▸ The exercise:
Name every thinker mentioned by name in the essay on existentialism and the authority of science.

▸ Article:
□ □ □ □ □

On Being and Truth: Existentialist arguments against the authority of rational thinking and the scientific paradigm
The universe and our world are governed by natural laws, and these laws we as humans or more specifically the scientists among us, can discover and explain by using their senses and reason. In today’s highly materialistic world, in the philosophical sense, a common conception in Western countries, is that only until something is scientifically backed or proven, only then does it have some claim to authority as to the conveyance of the truth, what it is or might be. Another modern conception of reality that has been conveyed through science and physics is that the constituents of life and reality are small invisible particles called atoms/waves. It is science again that gives its rational proclamation of what life or reality essentially is and consists of. But how true is this for the majority of people? How many individuals, after a profound contemplation on the nature of their lives, would agree with this definition that the essence of their existence and the reality they inhabit is atoms and the laws that govern them.
The 19th century French thinker August Comte argued in his system of positive philosophy that scientific knowledge was the culmination of all previous human search for truth. Everything else was just springboards for the definitive scientific method to emerge and claim victory.
In this short essay I will explore how the absolute belief in rationality, science, and progress that emerged during the 19th century, especially the thoughts of August Comte, comes into conflict with various arguments about human existence and experience from existential thinkers such as Friedrich Nietzsche and Søren Kierkegaard in particular.
It wouldn’t be entirely correct to say that existentialism as a philosophical school was/is directly opposed to the scientific method of understanding certain aspects of the world and nature. Scientific discoveries were rarely overlooked by existential thinkers, but on the other hand, one easily notices objections from existential thinkers to what scientists and “philosophers of progress” claimed was the only measure of truth and understanding of reality. One of the most recognizable of these faithful progressive philosophers is the aforementioned thinker August Comte. He was the founder of the influential progressive philosophy of positivism and also a leading figure in the early development of sociology. What characterizes Comte’s thinking and, in my opinion, our modern society, is a strong belief in science and technology as the answer to most of the problems, if not all, that we as humans face. From this perspective, the emphasis and relevance of the subjective experience of human beings seems to be overlooked or downplayed when it comes to what is truth, and this overlooking was something that early existential thinkers like Kierkegaard and Nietzsche decided to oppose both intellectually and existentially.
The distinguished Danish philosopher Søren Kierkegaard set forth an existential pillar, if you will, in his following words when he wrote that:
The individual’s own ethical reality is the only reality.
The individual’s experience, intimate interpretation and perception of the world he inhabits is the only reality that exists. When you start looking for a reality outside your own, by this definition, it becomes a non-reality. From this argument one could deduce that what scientists, including Comte, call the value-free objective world is merely a fantasy, a thought experiment or quasi-reality. If its objectivity that scientists aim, idealize and seek they are forgetting something crucial, namely that subjectivity is the only thing a human being truly has, or put in another way, the “knower” of knowledge is taken for granted and overlooked by scientists. Moreover the emphasis on the relevance and authority of the subjective is an essential part of the existential approach to life and the world. Kierkegaard had a proclivity of contrasting the objective with the subjective, which in turn led to some striking conclusions made:
The subjective thinker is not a scientist, he is an artist. Existing is an art.

□ □ □ □ □

▸ Source material:
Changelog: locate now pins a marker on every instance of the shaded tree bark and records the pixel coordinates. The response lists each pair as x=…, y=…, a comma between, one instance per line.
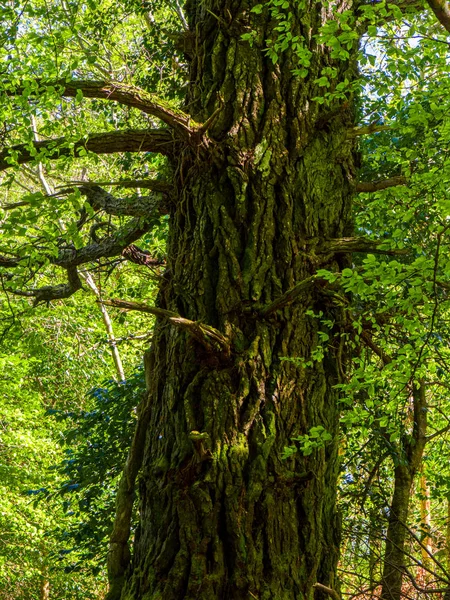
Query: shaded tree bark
x=409, y=460
x=222, y=516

□ □ □ □ □

▸ The completed task:
August Comte, Friedrich Nietzsche, Søren Kierkegaard